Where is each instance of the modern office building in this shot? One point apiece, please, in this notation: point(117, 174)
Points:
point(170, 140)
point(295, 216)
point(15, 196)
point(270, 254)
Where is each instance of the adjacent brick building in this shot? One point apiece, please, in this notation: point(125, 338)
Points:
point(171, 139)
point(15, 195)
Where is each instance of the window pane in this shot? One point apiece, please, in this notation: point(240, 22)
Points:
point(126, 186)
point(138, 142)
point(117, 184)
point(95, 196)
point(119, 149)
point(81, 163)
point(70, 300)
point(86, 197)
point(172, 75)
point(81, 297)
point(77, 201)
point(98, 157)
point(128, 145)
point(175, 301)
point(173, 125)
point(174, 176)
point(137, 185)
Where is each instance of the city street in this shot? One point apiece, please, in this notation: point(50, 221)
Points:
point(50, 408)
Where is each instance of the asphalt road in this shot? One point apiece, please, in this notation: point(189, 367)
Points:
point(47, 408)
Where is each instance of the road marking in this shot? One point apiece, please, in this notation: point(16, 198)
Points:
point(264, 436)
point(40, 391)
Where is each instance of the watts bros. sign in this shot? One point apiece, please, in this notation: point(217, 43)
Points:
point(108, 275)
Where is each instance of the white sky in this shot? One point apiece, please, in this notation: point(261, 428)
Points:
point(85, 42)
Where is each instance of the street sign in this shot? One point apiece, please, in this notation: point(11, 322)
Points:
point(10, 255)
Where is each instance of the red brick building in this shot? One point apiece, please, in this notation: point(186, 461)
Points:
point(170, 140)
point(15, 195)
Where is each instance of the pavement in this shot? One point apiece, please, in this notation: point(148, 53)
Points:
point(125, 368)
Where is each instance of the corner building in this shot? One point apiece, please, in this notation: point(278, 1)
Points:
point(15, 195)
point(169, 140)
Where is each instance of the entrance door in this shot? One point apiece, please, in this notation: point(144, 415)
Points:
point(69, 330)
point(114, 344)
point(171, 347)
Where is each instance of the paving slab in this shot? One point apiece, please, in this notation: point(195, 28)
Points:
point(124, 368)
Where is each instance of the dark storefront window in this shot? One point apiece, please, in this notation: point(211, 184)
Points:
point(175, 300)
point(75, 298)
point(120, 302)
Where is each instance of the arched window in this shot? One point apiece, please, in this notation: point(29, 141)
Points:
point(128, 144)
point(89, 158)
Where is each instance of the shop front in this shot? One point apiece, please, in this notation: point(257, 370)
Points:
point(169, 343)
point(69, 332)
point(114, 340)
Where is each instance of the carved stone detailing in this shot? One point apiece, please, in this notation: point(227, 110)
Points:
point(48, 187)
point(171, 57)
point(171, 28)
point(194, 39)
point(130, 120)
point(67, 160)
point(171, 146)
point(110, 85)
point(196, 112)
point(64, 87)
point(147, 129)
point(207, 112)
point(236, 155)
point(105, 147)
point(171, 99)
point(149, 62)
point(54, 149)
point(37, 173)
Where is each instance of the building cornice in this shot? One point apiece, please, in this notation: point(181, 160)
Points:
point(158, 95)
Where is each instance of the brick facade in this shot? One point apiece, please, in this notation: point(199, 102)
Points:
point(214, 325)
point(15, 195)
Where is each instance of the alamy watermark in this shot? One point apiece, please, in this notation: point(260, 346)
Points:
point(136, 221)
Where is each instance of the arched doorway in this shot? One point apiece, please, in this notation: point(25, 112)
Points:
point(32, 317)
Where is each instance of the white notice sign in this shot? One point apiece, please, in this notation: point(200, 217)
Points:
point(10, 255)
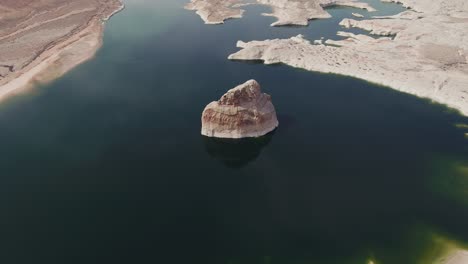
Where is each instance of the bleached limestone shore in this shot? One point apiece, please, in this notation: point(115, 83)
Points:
point(457, 257)
point(422, 53)
point(288, 12)
point(242, 112)
point(41, 40)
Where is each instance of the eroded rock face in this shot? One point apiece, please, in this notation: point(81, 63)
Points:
point(242, 112)
point(420, 53)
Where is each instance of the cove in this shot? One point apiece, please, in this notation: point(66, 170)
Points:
point(107, 164)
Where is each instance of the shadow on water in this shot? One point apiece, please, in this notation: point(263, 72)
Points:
point(236, 153)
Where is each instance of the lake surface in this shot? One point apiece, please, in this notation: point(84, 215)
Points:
point(107, 164)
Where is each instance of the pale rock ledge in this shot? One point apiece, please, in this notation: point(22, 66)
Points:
point(421, 53)
point(288, 12)
point(242, 112)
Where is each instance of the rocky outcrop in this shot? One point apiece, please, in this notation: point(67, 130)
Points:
point(424, 54)
point(288, 12)
point(41, 40)
point(242, 112)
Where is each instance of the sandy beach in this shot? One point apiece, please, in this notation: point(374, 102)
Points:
point(423, 52)
point(42, 40)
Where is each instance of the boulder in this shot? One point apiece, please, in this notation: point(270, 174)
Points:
point(242, 112)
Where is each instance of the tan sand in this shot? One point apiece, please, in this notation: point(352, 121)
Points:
point(41, 40)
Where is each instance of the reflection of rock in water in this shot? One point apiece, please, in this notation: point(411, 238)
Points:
point(236, 153)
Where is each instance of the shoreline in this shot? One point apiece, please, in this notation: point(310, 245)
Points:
point(61, 57)
point(436, 56)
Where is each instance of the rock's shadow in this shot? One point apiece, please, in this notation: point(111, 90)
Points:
point(236, 153)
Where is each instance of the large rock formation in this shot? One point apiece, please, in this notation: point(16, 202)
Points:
point(288, 12)
point(422, 53)
point(242, 112)
point(42, 39)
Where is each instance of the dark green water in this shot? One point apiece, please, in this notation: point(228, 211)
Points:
point(107, 165)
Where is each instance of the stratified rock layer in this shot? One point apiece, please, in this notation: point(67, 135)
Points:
point(422, 53)
point(242, 112)
point(288, 12)
point(42, 39)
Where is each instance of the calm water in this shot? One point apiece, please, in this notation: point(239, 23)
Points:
point(107, 165)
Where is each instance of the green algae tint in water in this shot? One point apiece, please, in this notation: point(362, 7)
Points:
point(107, 164)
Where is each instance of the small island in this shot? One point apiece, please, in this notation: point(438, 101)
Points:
point(243, 112)
point(42, 40)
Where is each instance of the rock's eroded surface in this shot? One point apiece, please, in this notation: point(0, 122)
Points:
point(242, 112)
point(42, 39)
point(288, 12)
point(422, 53)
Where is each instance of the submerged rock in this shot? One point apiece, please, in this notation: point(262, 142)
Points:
point(242, 112)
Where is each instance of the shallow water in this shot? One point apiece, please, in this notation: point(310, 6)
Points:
point(107, 165)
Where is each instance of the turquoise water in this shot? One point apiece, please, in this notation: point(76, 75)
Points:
point(107, 164)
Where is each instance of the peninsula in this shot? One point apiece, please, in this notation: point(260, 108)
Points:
point(288, 12)
point(242, 112)
point(40, 40)
point(422, 51)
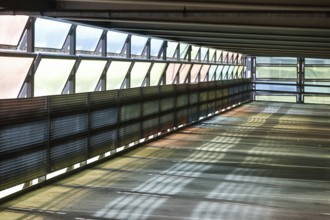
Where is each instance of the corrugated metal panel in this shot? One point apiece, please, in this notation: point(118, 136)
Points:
point(203, 110)
point(193, 114)
point(68, 153)
point(151, 107)
point(166, 104)
point(203, 96)
point(69, 103)
point(182, 100)
point(193, 98)
point(150, 92)
point(68, 125)
point(130, 95)
point(212, 95)
point(13, 110)
point(182, 117)
point(102, 142)
point(211, 107)
point(103, 99)
point(150, 127)
point(182, 88)
point(129, 112)
point(104, 117)
point(130, 133)
point(167, 121)
point(166, 90)
point(22, 168)
point(219, 93)
point(219, 104)
point(19, 136)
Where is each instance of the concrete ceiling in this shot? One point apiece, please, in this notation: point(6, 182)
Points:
point(254, 27)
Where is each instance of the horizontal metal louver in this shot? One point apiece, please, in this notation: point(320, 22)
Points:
point(166, 90)
point(130, 133)
point(129, 95)
point(44, 134)
point(166, 104)
point(69, 103)
point(68, 125)
point(129, 112)
point(182, 117)
point(68, 153)
point(102, 142)
point(151, 107)
point(212, 95)
point(193, 98)
point(194, 87)
point(12, 110)
point(219, 93)
point(104, 117)
point(167, 121)
point(203, 96)
point(22, 168)
point(150, 92)
point(193, 114)
point(103, 99)
point(203, 110)
point(182, 100)
point(182, 88)
point(150, 127)
point(20, 136)
point(211, 107)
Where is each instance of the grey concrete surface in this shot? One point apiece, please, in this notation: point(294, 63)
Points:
point(259, 161)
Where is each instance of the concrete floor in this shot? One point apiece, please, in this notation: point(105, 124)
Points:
point(259, 161)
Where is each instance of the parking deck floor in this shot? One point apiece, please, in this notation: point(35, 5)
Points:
point(259, 161)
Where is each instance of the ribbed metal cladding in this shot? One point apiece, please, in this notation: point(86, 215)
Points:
point(130, 112)
point(68, 153)
point(182, 117)
point(23, 134)
point(104, 117)
point(65, 104)
point(14, 111)
point(150, 107)
point(102, 142)
point(104, 99)
point(45, 134)
point(130, 133)
point(69, 125)
point(150, 127)
point(22, 167)
point(166, 121)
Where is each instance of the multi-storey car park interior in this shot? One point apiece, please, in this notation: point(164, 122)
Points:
point(146, 109)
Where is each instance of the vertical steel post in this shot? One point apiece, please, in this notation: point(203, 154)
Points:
point(300, 79)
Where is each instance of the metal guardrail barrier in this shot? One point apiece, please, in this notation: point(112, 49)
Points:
point(45, 134)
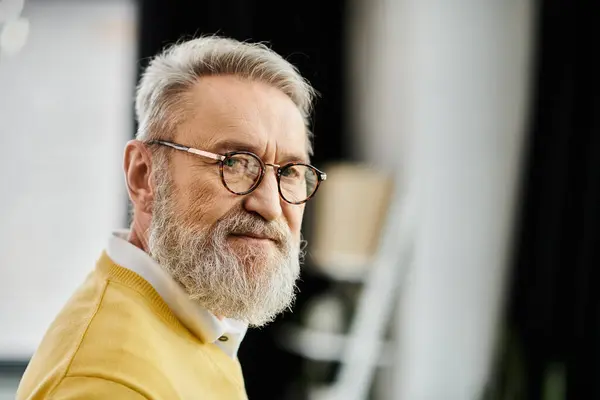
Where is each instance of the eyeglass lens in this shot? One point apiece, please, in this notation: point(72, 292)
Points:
point(241, 172)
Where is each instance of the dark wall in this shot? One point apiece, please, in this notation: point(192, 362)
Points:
point(310, 35)
point(555, 296)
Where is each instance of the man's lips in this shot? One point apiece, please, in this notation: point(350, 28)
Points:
point(254, 236)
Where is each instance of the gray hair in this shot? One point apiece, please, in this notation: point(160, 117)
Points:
point(171, 74)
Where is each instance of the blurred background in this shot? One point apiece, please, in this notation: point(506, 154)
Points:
point(454, 249)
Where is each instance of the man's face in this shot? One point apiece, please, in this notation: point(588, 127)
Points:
point(238, 256)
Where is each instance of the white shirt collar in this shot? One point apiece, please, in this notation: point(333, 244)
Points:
point(226, 333)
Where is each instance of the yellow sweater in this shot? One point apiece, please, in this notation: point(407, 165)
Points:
point(117, 339)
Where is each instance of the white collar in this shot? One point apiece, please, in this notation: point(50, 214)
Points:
point(198, 320)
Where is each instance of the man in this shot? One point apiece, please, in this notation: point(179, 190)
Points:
point(218, 176)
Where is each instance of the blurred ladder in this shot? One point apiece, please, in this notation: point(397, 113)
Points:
point(365, 339)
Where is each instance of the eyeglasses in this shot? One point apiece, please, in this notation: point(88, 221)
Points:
point(242, 172)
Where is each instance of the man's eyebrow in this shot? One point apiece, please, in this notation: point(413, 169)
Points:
point(229, 145)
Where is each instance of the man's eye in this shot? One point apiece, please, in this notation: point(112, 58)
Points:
point(230, 162)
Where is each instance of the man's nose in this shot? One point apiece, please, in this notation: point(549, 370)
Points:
point(265, 199)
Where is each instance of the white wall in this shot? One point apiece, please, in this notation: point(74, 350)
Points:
point(444, 85)
point(65, 112)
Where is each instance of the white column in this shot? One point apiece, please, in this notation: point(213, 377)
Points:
point(444, 84)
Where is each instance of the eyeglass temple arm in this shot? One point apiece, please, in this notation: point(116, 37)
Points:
point(201, 153)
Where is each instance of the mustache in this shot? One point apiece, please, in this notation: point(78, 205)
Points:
point(240, 222)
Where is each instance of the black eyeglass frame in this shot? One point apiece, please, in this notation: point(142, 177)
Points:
point(221, 158)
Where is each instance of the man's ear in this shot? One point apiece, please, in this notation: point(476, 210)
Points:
point(137, 164)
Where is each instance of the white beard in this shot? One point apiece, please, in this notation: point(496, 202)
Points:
point(254, 286)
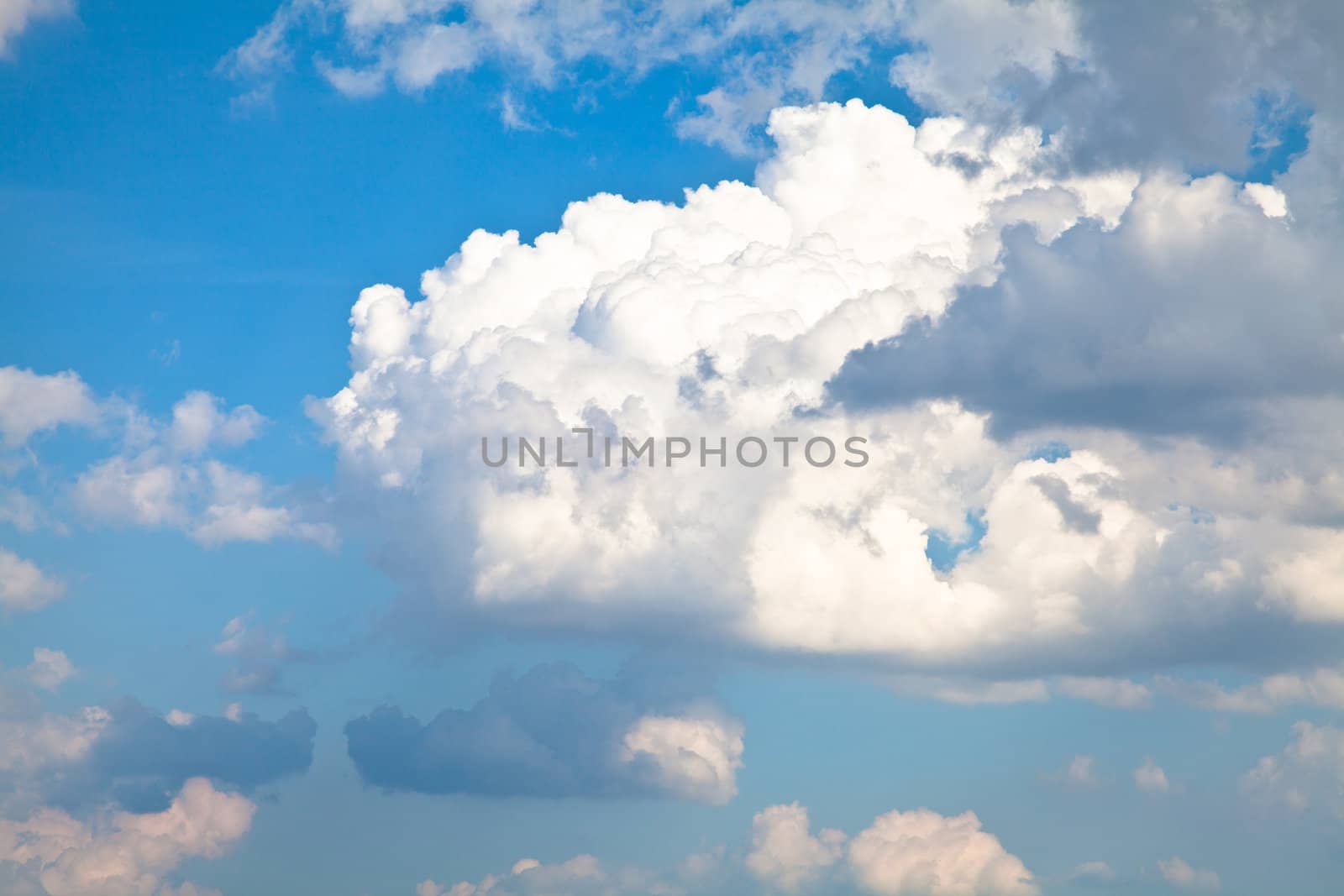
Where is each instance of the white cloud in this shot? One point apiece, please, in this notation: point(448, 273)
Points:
point(198, 423)
point(914, 853)
point(1151, 778)
point(857, 226)
point(50, 668)
point(766, 53)
point(125, 855)
point(580, 876)
point(1308, 773)
point(1178, 872)
point(922, 853)
point(694, 758)
point(257, 653)
point(15, 18)
point(1079, 773)
point(24, 586)
point(34, 741)
point(163, 479)
point(784, 852)
point(31, 402)
point(1321, 687)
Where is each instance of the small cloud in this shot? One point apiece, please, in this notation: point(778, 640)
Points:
point(24, 586)
point(1151, 778)
point(50, 669)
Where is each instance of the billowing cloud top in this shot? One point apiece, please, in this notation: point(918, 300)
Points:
point(729, 315)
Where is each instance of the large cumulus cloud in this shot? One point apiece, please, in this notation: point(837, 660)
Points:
point(730, 313)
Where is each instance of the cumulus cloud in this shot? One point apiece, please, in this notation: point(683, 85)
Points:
point(1151, 778)
point(15, 18)
point(1100, 76)
point(730, 315)
point(24, 586)
point(1156, 347)
point(913, 853)
point(1119, 694)
point(259, 656)
point(51, 853)
point(199, 422)
point(1310, 773)
point(1323, 687)
point(921, 852)
point(580, 876)
point(759, 54)
point(165, 479)
point(33, 402)
point(555, 732)
point(784, 852)
point(1178, 872)
point(50, 668)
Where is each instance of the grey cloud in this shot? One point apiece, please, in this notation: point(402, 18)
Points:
point(550, 732)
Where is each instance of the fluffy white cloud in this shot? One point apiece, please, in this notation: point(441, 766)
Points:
point(17, 15)
point(1151, 778)
point(198, 422)
point(766, 51)
point(726, 316)
point(50, 668)
point(34, 741)
point(914, 853)
point(163, 479)
point(1308, 773)
point(784, 852)
point(31, 402)
point(1079, 773)
point(732, 313)
point(127, 855)
point(694, 758)
point(1178, 872)
point(922, 853)
point(24, 586)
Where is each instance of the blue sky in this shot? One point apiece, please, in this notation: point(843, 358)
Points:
point(1077, 301)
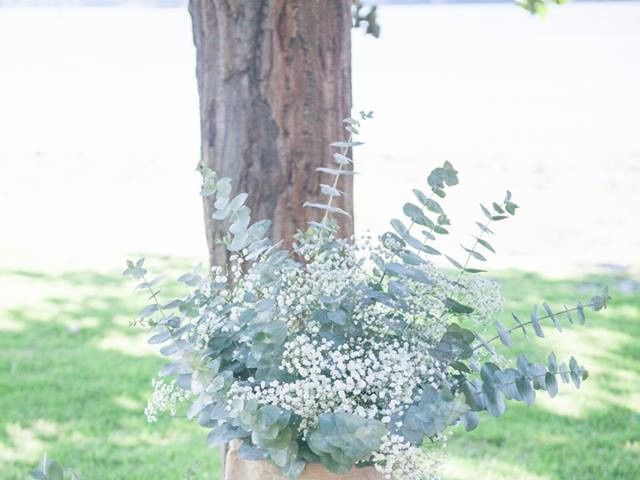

Task to complete> Copy out everything in the data above, from the line containing "Where is each instance of the eyeglass lens" down to the line containing "point(238, 256)", with both of those lines included.

Final answer>
Where is each instance of the eyeglass lens in this shot? One point apiece, please, in this notation: point(72, 292)
Points:
point(241, 172)
Where is each instance of the dark wall in this shot? One point apiece, please, in this notation: point(192, 362)
Points:
point(310, 35)
point(555, 296)
Where is each instance of the man's lips in this shot? One point apiece, please, in this notation: point(350, 28)
Points:
point(254, 236)
Where is each instance of the gray hair in this shot? One point apiece, please, in this notation: point(160, 117)
Points:
point(171, 74)
Where is each instance of the blurred background in this shot? One point apiece, please, in this notation: point(506, 154)
Points:
point(454, 249)
Where is each instance of the man's face in this shot? One point apiece, please, in this notation: point(588, 127)
Points:
point(238, 256)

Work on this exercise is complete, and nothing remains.